CONSIGNA DEL EJERCICIO A
Selecciona cada línea de los registros que contenga la palabra "grass", respetando mayúsculas y minúsculas.

FRAGMENTO DEL TEXTO
──────────

Campesino y sin estudios –apenas tenía segundo grado- Tereso se emocionó con la lectura bíblica, con las clases en las que aprendió a inyectar y con unas palabras que en la cabeza le revoloteaban como mariposas libertarias: igualdad, derechos, igualdad, derechos…
Cuando regresó a La Guacamaya, semanas después, rápido convenció a uno de sus mejores amigos, y entonces Andrés Barrera también quedó sintiendo las mismas mariposas locas en la cabeza.
Con el tiempo, Andrés Barrera se convirtió en encargado, en La Guacamaya, de una de las primeras células guerrilleras de lo que después sería el Ejército Revolucionario del Pueblo, que comandaba el frente de guerra en Morazán. Tereso, convertido en “Quicón”, vagó por todos los cerros haciendo lo mismo que alguna vez hizo Jesús de Nazaret, con la diferencia de que él, cuando salía a pescar más hombres para la causa, siempre iba acompañado de dos escoltas y una carabina.
Tereso de Jesús Márquez fue uno de los primeros campesinos “catequistas” del cantón La Guacamaya, que luego de recibir cursos de orientación cristiana y de primeros auxilios se convirtió en guerrillero.
***
Las aventuras de Quicón y Felipón fueron aventuras de guerreros clandestinos hasta que la guerra, injusta, se las cobró bastante caro.Contrario a cualquier lógica conocida por Andrés y Tereso, el ejército les demostró que podía darles grandes sorpresas. Nunca se imaginaron ellos, ni nadie, que las familias que no lograron huir del campamento ubicado en La Guacamaya serían asesinadas de manera salvaje por los soldados, el 11 de octubre de 1980, un año antes de todas las masacres de El Mozote.
El operativo militar había arrancado en Perquín, en la cumbre del departamento, y luego bajó por Torola, se metió por El Rosario, cruzó la calle negra, y se metió en La Guacamaya, de donde no habían logrado salir todos.
Ese día, Felipón, como encargado del campamento, movilizó a toda la gente hacia el río Sapo, para esconderla ahí. Entre el grupo iban su esposa, Maclovia Márquez; y su suegra, Heriberta Márquez. Iban también todos sus hijos, que sumaban nueve, más uno que todavía no había nacido.
Por este último, Maclovia detuvo la marcha, y le dijo a Andrés que hasta ahí llegaba, hasta la primera cumbre que la alejaba de La Guacamaya. “Yo ya no aguanto caminar”, le dijo, mientras se colocaba la mano derecha en la cadera, que sostenía una panza que ya casi le reventaba.
Andrés, indeciso, fue vencido por las responsabilidades de Felipón, que tenía que proteger a las familias del campamento, compuesto por unas 300 gentes. Entonces aceptó que se quedaran atrás su mujer, su suegra, y sus cinco hijos pequeños, que andaban entre los 11 años y los 17 meses, más el que estaba por nacer. Los más grandes, los más jóvenes, se quedaron con su padre.

──────────

DATOS PROPORCIONADOS
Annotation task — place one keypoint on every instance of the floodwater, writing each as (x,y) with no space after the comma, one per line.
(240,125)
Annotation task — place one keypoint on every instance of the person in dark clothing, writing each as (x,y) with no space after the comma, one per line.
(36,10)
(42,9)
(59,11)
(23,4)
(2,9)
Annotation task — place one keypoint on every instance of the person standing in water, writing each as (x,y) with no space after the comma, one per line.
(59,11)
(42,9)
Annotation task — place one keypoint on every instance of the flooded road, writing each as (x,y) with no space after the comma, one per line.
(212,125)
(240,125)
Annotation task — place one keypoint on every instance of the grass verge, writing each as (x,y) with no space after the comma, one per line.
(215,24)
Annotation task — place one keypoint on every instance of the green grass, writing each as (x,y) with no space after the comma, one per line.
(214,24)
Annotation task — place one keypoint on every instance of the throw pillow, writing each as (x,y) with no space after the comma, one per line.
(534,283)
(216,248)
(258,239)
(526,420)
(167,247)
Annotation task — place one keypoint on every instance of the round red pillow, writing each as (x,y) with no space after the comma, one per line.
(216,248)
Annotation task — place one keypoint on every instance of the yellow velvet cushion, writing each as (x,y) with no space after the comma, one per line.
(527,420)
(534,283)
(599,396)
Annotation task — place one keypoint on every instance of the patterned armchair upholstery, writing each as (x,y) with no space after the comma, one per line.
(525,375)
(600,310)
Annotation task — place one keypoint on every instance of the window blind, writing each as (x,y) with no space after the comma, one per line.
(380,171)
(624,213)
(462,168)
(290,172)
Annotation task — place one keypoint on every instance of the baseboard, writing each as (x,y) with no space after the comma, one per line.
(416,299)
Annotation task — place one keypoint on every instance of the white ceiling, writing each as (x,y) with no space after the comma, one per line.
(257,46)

──────────

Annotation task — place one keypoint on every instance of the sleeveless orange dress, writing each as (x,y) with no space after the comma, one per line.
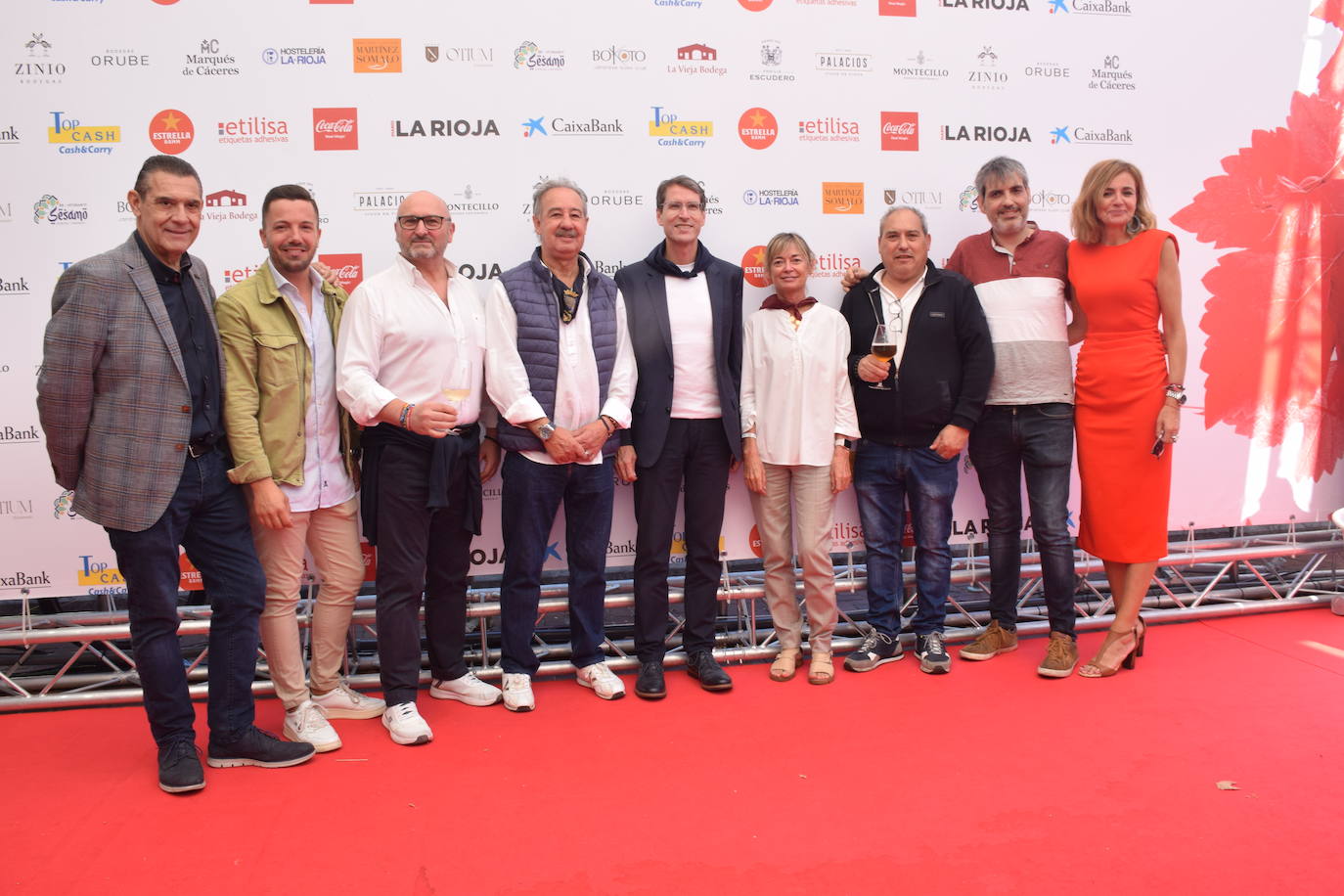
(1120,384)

──────────

CONSIGNA DEL EJERCICIO B
Resume en dos oraciones el fragmento sobre Tereso y Andrés.

RESPUESTA COMPLETA A
Annotation task — place one keypoint on every instance of the grass verge, writing each as (x,y) with no space after the comma, one per line.
Annotation task — place one keypoint on every instance of the green grass, writing each as (x,y) with no space after the comma, one per line.

RESPUESTA COMPLETA B
Tereso de Jesús Márquez, campesino catequista del cantón La Guacamaya, se convirtió en guerrillero tras recibir cursos de orientación cristiana y de primeros auxilios, y convenció a su amigo Andrés Barrera, que llegó a encargarse de una de las primeras células guerrilleras en La Guacamaya. El 11 de octubre de 1980 los soldados asesinaron a las familias que no lograron huir del campamento de La Guacamaya; ese día Andrés, como encargado, movilizó a la gente hacia el río Sapo y aceptó que su esposa embarazada, su suegra y sus cinco hijos pequeños se quedaran atrás.